**WHAT YOU SHOULD DO:** Select the lines below containing the word "several".

[Collected data entries]
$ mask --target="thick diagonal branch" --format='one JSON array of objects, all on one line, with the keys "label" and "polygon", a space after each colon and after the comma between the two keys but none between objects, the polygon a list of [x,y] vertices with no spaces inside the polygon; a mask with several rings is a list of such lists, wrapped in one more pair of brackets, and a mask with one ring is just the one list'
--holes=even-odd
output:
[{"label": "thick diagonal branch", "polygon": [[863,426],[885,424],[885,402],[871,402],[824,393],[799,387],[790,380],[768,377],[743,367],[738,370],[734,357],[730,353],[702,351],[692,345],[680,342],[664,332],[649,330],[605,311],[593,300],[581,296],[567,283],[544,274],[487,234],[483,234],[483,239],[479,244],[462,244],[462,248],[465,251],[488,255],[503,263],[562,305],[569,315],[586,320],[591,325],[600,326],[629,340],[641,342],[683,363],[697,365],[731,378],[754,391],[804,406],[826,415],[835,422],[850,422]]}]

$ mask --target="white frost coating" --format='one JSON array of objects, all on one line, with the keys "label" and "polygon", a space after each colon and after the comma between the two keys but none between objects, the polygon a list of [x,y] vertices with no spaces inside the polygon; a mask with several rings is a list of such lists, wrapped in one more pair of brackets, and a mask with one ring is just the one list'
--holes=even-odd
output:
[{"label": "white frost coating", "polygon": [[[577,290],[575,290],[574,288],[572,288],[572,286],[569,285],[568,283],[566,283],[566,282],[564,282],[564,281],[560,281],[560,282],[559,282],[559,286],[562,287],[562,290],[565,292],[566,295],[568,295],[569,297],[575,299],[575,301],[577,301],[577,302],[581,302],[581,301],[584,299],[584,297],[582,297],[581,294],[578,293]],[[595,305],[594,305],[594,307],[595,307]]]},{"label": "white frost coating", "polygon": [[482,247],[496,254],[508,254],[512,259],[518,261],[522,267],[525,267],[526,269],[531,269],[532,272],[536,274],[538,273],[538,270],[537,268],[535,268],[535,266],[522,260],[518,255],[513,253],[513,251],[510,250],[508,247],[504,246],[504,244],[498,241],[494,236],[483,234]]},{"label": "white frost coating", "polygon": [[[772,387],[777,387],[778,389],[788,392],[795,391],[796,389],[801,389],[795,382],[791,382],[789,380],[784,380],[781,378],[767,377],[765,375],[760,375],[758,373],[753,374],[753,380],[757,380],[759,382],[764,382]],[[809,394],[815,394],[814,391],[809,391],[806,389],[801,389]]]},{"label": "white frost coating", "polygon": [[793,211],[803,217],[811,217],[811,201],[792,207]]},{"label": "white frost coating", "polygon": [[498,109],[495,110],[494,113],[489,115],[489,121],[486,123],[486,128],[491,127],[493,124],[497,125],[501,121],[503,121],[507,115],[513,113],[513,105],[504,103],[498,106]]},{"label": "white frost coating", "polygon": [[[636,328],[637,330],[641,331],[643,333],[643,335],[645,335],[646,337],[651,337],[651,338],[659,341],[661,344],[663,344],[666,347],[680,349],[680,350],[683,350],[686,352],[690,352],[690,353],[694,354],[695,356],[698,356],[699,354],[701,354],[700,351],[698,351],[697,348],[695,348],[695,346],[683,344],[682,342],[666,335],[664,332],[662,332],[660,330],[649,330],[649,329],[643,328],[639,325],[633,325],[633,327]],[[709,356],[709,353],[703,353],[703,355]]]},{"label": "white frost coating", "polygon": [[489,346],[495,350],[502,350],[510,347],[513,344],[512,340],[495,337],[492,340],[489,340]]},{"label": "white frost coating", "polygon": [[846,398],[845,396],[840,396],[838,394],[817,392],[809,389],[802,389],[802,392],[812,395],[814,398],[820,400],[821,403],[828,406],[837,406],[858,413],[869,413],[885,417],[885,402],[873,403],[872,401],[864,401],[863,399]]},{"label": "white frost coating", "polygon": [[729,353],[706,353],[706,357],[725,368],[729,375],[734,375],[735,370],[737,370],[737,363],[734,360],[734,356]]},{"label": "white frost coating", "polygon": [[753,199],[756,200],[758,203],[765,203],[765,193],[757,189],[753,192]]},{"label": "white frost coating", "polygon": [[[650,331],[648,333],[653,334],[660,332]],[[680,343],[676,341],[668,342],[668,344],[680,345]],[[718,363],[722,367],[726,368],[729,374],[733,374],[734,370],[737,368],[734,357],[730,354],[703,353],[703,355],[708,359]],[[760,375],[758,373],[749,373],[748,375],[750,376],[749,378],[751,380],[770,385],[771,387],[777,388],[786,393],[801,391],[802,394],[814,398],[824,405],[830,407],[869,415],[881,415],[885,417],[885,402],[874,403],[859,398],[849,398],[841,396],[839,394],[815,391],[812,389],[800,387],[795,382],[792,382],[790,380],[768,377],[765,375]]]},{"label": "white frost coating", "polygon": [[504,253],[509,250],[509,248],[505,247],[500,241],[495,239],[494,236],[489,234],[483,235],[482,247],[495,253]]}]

**RESPONSE TO THE EXERCISE:**
$ mask --target="thick diagonal branch" --format='one JSON array of objects, all on one line, with the keys "label" and "polygon", a space after each colon and after the comma between the two keys but none between objects, the polygon a list of [x,y] vertices with no spaces inside the polygon; a mask with several rings is a list of such lists, wrapped in one more pair of brackets, and a mask with one ring is just the one list'
$ mask --target="white frost coating" --format='one JSON array of objects, all on one line, with the keys "label" and "polygon", a space after each colon and after the comma between the two keys but none between objects, the polygon a list of [x,y] vertices with no spaces inside the polygon; a mask with several rings is a list of such lists, wrapped in one more pair of brackets, and a mask with one ring is just the one list'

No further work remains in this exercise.